** Start Provided text **

# How close is close range in wing chun?



## bezzerk (Dec 1, 2016)

Hi, can you tell me if what this guy here says about close range is right and common knowledge in wing chun?






Start at 8:00 and then watch a few minutes.

To me what he demonstrates appears to make sense but is this what's generally taught in wing chun?
I have watched instructional videos from chinese sifus and also training videos on the wooden dummy and
from what I remember they were all not as close as he is. Does this mean he's right and most others are wrong
and they are too far away from the attacker/dummy?


----------



## KPM (Dec 1, 2016)

Don't worry too much about "right" and "wrong."  People seem to think that Wing Chun is just one thing.  It is not.  Wing Chun has grown so much over time that there are now many variants and interpretations that can all work in the context of how they are being used.  People that put an emphasis on punching in their Wing Chun are going to function primarily at punching range...approximately arm's reach.  But people that put an emphasis on controlling and manipulating the opponent in their Wing Chun are going to function at a closer range.


----------



## bezzerk (Dec 1, 2016)

That makes sense. But how do you know what's better and more effective?


----------



## Flying Crane (Dec 1, 2016)

Geezus.  Just...geezuz.


----------



## geezer (Dec 1, 2016)

_*Kehcorpz! *_Izzat you? Have you started training yet or are you still just watching Youtube clips? I guess we all know the answer to that!!!


----------



## bezzerk (Dec 1, 2016)

geezer said:


> _*Kehcorpz! *_Izzat you? Have you started training yet or are you still just watching Youtube clips? I guess we all know the answer to that!!!



Yeah. I forgot my old data.

No I haven't yet started anything. I simply cannot make up my mind. 

Every time when I feel like ok I'm just gonna do wing chun for a while I start to get doubts.

I needed to feel like this stuff really works but how? There's so much opposition.

I'd like to do wing chun + something like aikido or ninjutsu where you learn to throw people.

But this seems to dangerous to me. Just looking at how people are being thrown on the mattress

scares me. This seems pretty risky to me in terms of neck injuries or other injuries.

** End Provided text **

What you need to do:
(a) In the forum thread, at what range do people who emphasize punching in their Wing Chun mainly function?
(b) Reproduce word for word the passage of the forum thread starting at "Yeah. I forgot" and ending at "so much opposition.".
The material after the forum thread stands apart from it.

** Start Recorded information **

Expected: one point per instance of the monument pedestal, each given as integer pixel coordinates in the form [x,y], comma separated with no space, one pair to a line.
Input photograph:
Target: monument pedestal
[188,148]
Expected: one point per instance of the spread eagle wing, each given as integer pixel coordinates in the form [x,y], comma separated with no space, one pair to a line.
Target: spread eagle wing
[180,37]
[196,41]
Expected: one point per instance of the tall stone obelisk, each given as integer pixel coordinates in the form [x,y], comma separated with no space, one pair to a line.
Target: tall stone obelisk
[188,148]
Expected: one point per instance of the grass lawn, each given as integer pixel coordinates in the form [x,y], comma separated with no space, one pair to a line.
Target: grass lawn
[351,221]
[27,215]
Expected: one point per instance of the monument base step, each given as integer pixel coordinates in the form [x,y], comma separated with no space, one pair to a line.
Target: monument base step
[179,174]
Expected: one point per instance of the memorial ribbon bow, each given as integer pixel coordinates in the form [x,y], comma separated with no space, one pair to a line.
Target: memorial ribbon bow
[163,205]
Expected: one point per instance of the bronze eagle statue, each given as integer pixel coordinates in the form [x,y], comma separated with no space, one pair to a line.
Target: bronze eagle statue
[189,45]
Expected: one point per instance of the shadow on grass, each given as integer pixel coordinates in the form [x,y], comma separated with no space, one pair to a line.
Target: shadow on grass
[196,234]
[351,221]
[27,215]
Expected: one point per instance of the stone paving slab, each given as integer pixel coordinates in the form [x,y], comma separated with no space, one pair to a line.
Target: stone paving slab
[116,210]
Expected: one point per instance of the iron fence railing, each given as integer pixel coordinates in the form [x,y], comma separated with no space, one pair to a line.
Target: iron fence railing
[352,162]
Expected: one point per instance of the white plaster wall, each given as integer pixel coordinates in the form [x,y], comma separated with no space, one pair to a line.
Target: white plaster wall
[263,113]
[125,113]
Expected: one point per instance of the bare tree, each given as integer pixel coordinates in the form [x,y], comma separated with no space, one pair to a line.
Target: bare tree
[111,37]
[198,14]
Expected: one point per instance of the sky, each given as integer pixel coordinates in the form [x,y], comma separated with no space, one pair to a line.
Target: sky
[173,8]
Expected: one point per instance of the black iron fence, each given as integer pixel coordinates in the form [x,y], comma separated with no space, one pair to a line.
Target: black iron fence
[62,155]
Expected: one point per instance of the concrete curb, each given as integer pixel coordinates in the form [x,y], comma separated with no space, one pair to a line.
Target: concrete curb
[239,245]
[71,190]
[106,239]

** End Recorded information **

Answers to the tasks:
(a) At punching range, approximately arm's reach.

(b)
Yeah. I forgot my old data.

No I haven't yet started anything. I simply cannot make up my mind. 

Every time when I feel like ok I'm just gonna do wing chun for a while I start to get doubts.

I needed to feel like this stuff really works but how? There's so much opposition.